Data for processing START
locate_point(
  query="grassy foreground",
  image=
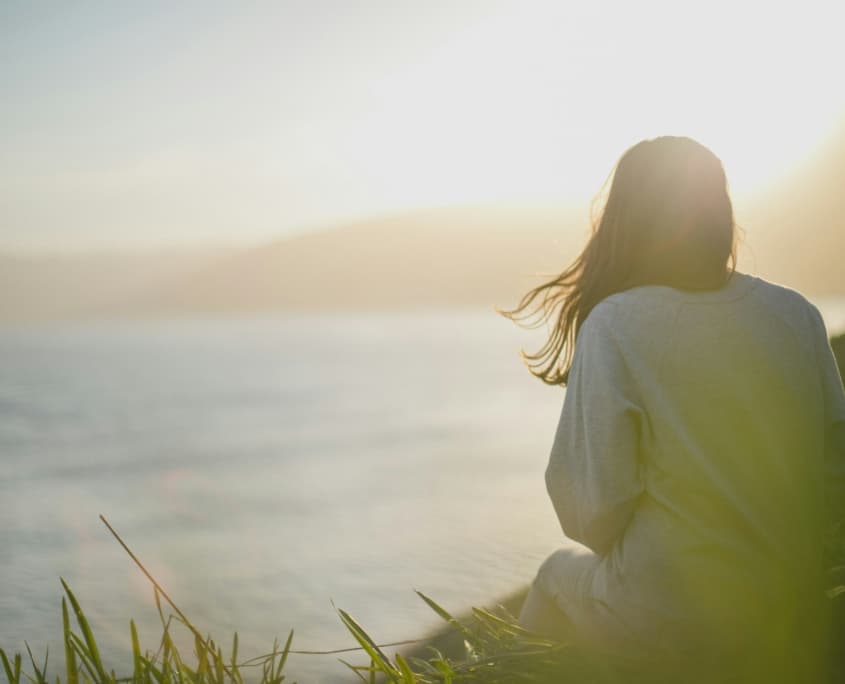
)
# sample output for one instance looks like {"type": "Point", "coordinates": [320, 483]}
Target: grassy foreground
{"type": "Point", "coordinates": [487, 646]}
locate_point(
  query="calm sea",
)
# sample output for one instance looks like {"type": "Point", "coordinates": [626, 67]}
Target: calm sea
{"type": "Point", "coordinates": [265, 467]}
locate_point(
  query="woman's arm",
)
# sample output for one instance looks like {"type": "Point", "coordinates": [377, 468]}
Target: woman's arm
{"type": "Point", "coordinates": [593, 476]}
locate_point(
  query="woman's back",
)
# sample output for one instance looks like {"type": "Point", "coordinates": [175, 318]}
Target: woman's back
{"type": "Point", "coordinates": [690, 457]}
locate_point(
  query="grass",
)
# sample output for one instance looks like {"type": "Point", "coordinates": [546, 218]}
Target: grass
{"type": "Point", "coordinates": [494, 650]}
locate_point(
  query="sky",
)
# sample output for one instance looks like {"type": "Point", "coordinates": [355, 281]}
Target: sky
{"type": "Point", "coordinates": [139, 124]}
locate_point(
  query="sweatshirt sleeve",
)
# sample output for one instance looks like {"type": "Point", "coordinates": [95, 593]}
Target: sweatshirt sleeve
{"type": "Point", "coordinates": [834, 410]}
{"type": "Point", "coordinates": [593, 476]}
Data for processing END
- Assignment: Any picture found in the data is to be skipped while the rest is copied exactly.

- Answer to this task:
locate_point(
  query="grassy foreground",
  image=
)
# sample output for one instance looks like {"type": "Point", "coordinates": [320, 483]}
Target: grassy foreground
{"type": "Point", "coordinates": [487, 646]}
locate_point(
  query="calm sea",
)
# sample output for one instance looks like {"type": "Point", "coordinates": [626, 67]}
Target: calm sea
{"type": "Point", "coordinates": [265, 467]}
locate_point(
  query="woman's arm",
)
# sample output for one instance looks like {"type": "Point", "coordinates": [377, 468]}
Target: woman's arm
{"type": "Point", "coordinates": [593, 476]}
locate_point(
  query="woman's back",
)
# sample output for one instance looks like {"type": "Point", "coordinates": [175, 318]}
Target: woman's back
{"type": "Point", "coordinates": [690, 457]}
locate_point(
  query="grass",
)
# sample output for one instance looks like {"type": "Point", "coordinates": [546, 218]}
Target: grass
{"type": "Point", "coordinates": [494, 650]}
locate_point(
  query="sky",
)
# sample output for one instance looks like {"type": "Point", "coordinates": [355, 281]}
Target: sky
{"type": "Point", "coordinates": [139, 124]}
locate_point(
  query="sweatshirt sleeve",
)
# sample output for one instance looks like {"type": "Point", "coordinates": [95, 593]}
Target: sweatshirt sleeve
{"type": "Point", "coordinates": [834, 410]}
{"type": "Point", "coordinates": [593, 476]}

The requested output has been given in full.